TASK TO CARRY OUT:
Please write the data out once more, exactly as it is given.

INFORMATION PROVIDED:
"""

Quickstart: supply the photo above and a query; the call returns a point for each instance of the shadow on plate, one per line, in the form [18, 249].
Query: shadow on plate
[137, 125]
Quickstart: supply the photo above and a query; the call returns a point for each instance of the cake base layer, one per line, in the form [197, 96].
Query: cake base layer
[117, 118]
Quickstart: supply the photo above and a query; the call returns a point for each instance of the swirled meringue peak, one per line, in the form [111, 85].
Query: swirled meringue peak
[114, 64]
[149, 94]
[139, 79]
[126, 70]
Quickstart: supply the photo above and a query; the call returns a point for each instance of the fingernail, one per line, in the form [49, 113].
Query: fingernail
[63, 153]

"""

RESPONSE BELOW:
Quickstart: supply the photo above and a query; the call returns a point for each instance of the shadow on plate, one per line, in the form [18, 249].
Query: shadow on plate
[137, 125]
Quickstart: supply the photo above and a query; the call returns a point for each instance of the cake base layer, one per line, in the form [197, 96].
Query: cake base layer
[117, 118]
Quickstart: supply the photo above and a query; the call returns a point for each instance of the swirled meringue peak, one per line, in the form [111, 85].
Query: swirled meringue peak
[114, 64]
[149, 94]
[139, 79]
[126, 70]
Quickstart: supply the photo above and a query; the call returns a point for each instance of the fingernail, one per line, in the form [49, 113].
Query: fingernail
[63, 153]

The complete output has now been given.